Recopiez l'extrait sur le millénaire de Caen en commençant à "Mille ans d’histoire" et en terminant à "important centre urbain.". Substituez "franchissement" à "passage".

──────── EXTRAIT ────────

Histoire

Caen célèbre ses 1000 ans

Par Olivier Celik · L'ŒIL

Le 19 février 2025 - 1298 mots

C’est en 1025 que l’on retrouve la première mention écrite d’un bourg qui prend véritablement son essor sous le règne de Guillaume le Conquérant (1027-1087). Mille ans après, Caen célèbre son histoire et son patrimoine par une riche programmation : des expositions, des spectacles et des festivals dans quelques-uns de ses lieux les plus emblématiques.

Mille ans d’histoire attestée, au moins. Si les premières traces d’occupation humaine du site remontent à la Préhistoire, c’est en effet au début du XIe siècle que surgit le nom Cadomus, qui vient de Catumagos, nom d’origine celtique qui signifie « le champ du combat ». On sait qu’un passage – gué ou pont – de l’époque gallo-romaine, menant de Bayeux à Lisieux, existait sur le site, à proximité des rives de l’Orne. Ce passage d’intérêt économique, qui accueillait sans doute un marché, était naturellement favorable à l’établissement d’un habitat. Mais c’est bien au haut Moyen Âge que la ville se structure et devient un important centre urbain.

──────── LIGNES FOURNIES ────────

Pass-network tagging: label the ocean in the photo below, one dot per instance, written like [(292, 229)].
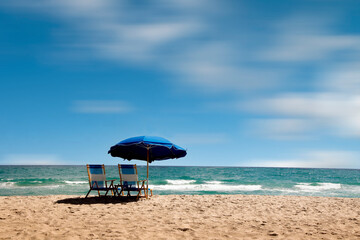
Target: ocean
[(73, 180)]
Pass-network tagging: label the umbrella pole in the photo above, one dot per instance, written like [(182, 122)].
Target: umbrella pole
[(147, 174)]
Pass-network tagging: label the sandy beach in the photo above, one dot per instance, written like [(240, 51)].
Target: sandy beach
[(180, 217)]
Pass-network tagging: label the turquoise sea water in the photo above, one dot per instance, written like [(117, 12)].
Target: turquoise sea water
[(73, 180)]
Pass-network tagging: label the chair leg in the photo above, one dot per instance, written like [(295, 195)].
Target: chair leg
[(88, 193)]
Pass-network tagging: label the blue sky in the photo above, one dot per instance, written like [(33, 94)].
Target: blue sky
[(236, 83)]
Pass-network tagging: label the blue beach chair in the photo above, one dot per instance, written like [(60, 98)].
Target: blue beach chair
[(97, 180), (129, 181)]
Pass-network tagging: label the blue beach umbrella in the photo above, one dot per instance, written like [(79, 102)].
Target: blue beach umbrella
[(147, 148)]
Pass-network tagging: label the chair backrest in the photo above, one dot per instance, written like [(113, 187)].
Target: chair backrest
[(128, 175), (96, 173)]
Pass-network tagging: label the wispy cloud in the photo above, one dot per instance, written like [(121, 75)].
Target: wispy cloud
[(200, 138), (32, 159), (97, 106), (315, 159)]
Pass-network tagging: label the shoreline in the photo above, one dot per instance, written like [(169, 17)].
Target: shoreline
[(180, 217)]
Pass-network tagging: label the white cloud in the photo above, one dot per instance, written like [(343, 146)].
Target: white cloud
[(315, 159), (31, 159), (281, 128), (96, 106), (200, 138), (334, 111)]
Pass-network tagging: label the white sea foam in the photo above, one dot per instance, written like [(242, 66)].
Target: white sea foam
[(307, 187), (206, 187), (180, 182), (75, 182), (213, 182)]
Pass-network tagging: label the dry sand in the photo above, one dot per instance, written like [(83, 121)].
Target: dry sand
[(180, 217)]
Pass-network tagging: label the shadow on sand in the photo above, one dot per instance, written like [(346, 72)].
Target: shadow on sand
[(97, 200)]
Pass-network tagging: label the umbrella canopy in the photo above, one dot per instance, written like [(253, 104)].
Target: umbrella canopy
[(147, 148)]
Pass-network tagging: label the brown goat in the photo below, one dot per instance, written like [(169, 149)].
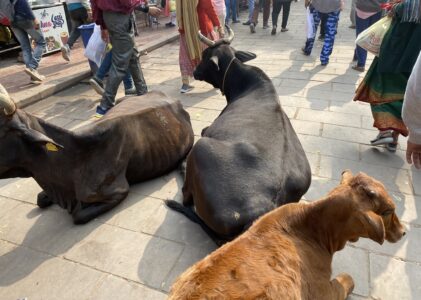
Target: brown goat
[(287, 253)]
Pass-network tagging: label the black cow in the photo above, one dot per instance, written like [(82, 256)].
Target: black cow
[(249, 161), (89, 171)]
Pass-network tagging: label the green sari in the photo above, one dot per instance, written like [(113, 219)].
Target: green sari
[(385, 82)]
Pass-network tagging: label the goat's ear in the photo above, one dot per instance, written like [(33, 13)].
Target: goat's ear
[(374, 226), (346, 176), (215, 61), (244, 56)]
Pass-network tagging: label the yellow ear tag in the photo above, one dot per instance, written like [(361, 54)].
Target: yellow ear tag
[(51, 147)]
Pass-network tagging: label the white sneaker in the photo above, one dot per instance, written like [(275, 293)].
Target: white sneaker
[(35, 76), (65, 52)]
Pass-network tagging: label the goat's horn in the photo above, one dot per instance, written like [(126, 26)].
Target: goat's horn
[(205, 40), (6, 102), (230, 36)]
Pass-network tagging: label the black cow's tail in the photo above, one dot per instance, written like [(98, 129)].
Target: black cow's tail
[(191, 214)]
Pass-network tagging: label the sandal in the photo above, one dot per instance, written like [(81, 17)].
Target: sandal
[(392, 147), (383, 138)]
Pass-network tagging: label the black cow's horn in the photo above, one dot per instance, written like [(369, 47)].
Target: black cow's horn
[(205, 40), (6, 102)]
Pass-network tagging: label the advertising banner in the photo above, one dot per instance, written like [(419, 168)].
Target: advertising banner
[(53, 25)]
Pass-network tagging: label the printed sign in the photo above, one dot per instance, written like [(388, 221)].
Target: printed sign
[(54, 26)]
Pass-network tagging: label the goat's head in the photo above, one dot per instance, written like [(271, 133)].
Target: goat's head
[(217, 58), (18, 141), (373, 211)]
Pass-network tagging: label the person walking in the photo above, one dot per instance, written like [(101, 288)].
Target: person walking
[(385, 82), (250, 4), (220, 9), (117, 25), (24, 23), (367, 13), (285, 5), (411, 114), (255, 17), (192, 16), (332, 9), (231, 9), (80, 13), (97, 81)]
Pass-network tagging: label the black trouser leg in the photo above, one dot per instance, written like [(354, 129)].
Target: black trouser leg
[(285, 13)]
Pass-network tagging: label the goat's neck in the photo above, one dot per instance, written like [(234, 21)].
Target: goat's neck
[(327, 221)]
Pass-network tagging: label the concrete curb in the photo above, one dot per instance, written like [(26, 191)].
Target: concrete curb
[(33, 95)]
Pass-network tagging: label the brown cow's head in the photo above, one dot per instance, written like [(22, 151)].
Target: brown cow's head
[(373, 211), (18, 141), (217, 58)]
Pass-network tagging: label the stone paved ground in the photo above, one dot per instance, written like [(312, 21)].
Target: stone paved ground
[(138, 249)]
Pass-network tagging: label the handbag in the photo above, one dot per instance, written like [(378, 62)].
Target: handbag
[(371, 38), (96, 47)]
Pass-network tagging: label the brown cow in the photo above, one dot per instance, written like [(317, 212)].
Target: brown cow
[(287, 253)]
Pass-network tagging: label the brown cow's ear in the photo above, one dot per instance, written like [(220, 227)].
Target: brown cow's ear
[(374, 226), (244, 56), (215, 61), (346, 176)]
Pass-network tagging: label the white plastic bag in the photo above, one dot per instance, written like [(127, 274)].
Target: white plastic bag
[(310, 24), (96, 46), (371, 38)]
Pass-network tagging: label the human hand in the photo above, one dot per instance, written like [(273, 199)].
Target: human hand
[(154, 11), (104, 35), (36, 24), (413, 154)]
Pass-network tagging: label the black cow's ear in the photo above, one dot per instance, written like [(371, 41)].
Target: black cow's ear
[(215, 61), (244, 56)]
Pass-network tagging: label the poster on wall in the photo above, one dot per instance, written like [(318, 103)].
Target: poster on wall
[(54, 26)]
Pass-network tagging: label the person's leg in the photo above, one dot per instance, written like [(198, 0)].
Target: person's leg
[(323, 18), (285, 14), (105, 65), (228, 9), (275, 14), (331, 26), (121, 36), (266, 13), (352, 15), (310, 41)]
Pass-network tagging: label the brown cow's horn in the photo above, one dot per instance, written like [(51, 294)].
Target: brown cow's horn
[(205, 40), (6, 102), (230, 36)]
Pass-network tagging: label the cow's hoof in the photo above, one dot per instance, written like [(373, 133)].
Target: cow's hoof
[(43, 201)]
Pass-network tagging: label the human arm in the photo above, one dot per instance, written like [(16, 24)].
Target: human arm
[(411, 114)]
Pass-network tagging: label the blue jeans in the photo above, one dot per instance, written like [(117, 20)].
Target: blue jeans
[(251, 8), (361, 25), (105, 67), (23, 28), (231, 7), (330, 28)]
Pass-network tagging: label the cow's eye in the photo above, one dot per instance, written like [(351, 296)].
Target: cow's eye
[(387, 212)]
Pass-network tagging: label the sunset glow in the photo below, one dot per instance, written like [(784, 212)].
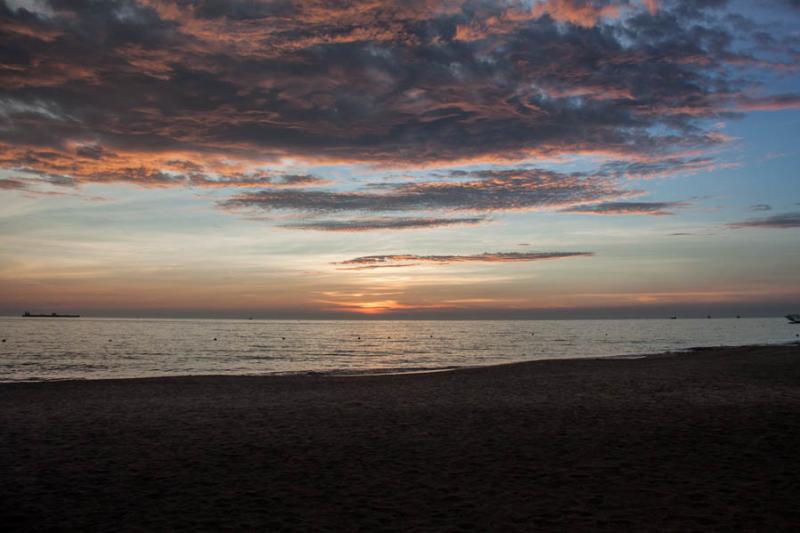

────────

CORRIGÉ:
Mille ans d’histoire attestée, au moins. Si les premières traces d’occupation humaine du site remontent à la Préhistoire, c’est en effet au début du XIe siècle que surgit le nom Cadomus, qui vient de Catumagos, nom d’origine celtique qui signifie « le champ du combat ». On sait qu’un franchissement – gué ou pont – de l’époque gallo-romaine, menant de Bayeux à Lisieux, existait sur le site, à proximité des rives de l’Orne. Ce franchissement d’intérêt économique, qui accueillait sans doute un marché, était naturellement favorable à l’établissement d’un habitat. Mais c’est bien au haut Moyen Âge que la ville se structure et devient un important centre urbain.